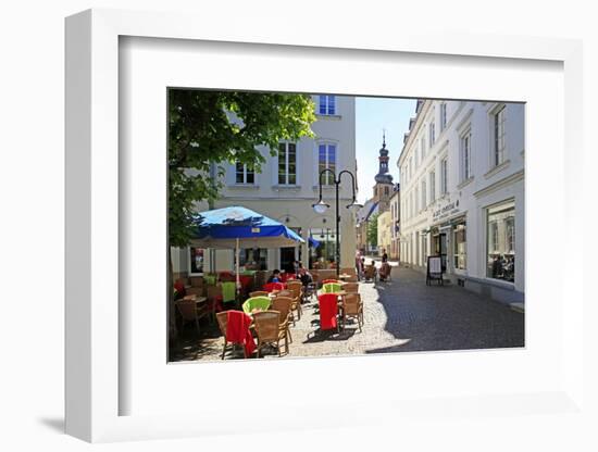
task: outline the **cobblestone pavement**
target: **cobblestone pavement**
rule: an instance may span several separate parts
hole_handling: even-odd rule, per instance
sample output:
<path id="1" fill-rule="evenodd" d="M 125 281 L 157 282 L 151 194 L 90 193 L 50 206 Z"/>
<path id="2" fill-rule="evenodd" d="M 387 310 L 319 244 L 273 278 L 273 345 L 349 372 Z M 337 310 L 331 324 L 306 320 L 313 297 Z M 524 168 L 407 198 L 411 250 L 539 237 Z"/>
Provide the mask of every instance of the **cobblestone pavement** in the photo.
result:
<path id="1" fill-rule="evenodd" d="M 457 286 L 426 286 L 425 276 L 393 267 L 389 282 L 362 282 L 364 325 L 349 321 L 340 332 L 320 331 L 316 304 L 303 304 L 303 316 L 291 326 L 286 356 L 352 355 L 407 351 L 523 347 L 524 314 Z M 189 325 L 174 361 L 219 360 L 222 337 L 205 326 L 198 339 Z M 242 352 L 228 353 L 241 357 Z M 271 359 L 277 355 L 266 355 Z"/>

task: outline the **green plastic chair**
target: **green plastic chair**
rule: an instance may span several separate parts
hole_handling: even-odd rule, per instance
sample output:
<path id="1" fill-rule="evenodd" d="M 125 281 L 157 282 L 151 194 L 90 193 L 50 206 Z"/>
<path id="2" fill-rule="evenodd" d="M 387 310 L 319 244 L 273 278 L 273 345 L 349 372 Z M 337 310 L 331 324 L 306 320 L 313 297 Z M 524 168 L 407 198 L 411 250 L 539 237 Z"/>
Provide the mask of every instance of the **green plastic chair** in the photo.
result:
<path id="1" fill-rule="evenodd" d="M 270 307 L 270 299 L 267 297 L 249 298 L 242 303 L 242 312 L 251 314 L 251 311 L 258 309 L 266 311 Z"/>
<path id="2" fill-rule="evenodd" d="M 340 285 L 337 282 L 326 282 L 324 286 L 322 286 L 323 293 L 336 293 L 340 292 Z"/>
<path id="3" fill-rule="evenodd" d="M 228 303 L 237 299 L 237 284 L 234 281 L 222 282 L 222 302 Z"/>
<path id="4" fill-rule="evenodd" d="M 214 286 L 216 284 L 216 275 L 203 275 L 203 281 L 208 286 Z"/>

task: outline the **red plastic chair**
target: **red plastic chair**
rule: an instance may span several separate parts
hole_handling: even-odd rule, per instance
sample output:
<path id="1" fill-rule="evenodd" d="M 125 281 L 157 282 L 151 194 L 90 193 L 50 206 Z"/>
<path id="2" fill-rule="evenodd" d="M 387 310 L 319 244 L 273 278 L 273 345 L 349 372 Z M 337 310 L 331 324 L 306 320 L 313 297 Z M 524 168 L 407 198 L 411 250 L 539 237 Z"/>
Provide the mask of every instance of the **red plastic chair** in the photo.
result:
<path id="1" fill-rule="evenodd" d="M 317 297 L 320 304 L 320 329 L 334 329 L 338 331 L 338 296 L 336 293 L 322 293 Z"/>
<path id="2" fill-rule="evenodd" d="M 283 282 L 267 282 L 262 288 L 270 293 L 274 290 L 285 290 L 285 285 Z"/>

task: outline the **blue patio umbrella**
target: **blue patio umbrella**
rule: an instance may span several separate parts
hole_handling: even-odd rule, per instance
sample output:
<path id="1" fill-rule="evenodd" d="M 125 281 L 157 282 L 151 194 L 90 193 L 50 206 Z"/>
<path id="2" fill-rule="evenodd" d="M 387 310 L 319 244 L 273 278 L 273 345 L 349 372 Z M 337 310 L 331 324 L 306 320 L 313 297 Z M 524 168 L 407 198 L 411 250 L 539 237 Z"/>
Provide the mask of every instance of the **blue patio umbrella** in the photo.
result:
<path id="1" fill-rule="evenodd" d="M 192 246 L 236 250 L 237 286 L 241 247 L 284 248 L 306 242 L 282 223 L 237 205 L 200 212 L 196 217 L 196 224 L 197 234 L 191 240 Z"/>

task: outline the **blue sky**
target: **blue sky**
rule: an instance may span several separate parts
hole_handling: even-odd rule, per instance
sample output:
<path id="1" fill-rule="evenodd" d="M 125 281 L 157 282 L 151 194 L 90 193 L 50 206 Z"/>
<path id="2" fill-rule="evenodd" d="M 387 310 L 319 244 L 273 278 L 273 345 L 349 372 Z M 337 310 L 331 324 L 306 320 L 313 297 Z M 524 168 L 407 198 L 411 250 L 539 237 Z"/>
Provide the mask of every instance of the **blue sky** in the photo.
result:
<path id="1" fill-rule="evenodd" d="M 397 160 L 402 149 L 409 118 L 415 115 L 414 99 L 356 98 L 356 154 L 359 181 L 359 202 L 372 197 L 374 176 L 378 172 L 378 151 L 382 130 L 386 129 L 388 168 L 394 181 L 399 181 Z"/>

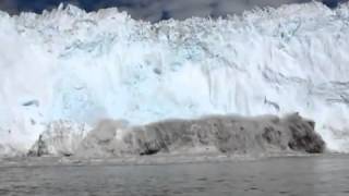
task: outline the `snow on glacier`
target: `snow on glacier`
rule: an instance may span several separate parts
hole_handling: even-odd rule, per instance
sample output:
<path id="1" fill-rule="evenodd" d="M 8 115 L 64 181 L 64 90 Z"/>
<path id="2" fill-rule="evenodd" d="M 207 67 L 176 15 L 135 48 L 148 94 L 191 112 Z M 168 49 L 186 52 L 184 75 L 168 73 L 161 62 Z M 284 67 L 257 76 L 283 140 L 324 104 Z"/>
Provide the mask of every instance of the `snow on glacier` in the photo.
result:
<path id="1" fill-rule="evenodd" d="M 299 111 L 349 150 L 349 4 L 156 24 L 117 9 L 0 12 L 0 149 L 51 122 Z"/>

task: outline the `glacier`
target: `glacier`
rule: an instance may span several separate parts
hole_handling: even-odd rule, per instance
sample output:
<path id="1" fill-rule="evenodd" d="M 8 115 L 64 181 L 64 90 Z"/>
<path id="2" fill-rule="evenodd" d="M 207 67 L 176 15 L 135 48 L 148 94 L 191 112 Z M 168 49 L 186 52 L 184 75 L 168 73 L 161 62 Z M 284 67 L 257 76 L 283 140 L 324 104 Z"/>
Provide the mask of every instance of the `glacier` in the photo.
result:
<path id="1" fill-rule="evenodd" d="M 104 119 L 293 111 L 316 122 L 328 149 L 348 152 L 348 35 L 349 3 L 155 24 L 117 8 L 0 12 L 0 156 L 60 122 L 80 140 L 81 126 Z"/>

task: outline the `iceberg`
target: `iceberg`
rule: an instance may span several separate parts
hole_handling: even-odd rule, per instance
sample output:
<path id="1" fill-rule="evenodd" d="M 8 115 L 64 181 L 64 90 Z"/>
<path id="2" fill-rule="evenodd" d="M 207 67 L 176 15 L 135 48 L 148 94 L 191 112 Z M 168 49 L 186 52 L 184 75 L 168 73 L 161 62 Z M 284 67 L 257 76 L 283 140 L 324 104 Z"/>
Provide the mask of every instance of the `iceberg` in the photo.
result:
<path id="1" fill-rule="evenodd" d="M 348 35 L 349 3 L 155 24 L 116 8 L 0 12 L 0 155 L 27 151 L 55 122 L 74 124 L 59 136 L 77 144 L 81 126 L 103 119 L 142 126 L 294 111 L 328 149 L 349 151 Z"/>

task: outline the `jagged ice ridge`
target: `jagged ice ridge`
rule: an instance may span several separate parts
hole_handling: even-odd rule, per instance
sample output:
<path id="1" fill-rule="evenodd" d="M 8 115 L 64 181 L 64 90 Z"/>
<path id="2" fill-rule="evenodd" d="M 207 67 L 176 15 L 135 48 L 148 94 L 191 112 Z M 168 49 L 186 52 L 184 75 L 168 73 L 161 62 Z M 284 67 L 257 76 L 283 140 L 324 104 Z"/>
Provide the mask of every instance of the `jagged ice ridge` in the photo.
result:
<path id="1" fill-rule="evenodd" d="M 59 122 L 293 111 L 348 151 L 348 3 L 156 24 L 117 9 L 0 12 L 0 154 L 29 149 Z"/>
+ + + + +
§ **TASK INSTRUCTIONS**: Find every line of the data that contains the word "pavement" and copy each of those lines.

§ **EXERCISE RESULT**:
task: outline the **cobblestone pavement**
target: **cobblestone pavement**
Provide the mask of every instance of the **cobblestone pavement** in the photo.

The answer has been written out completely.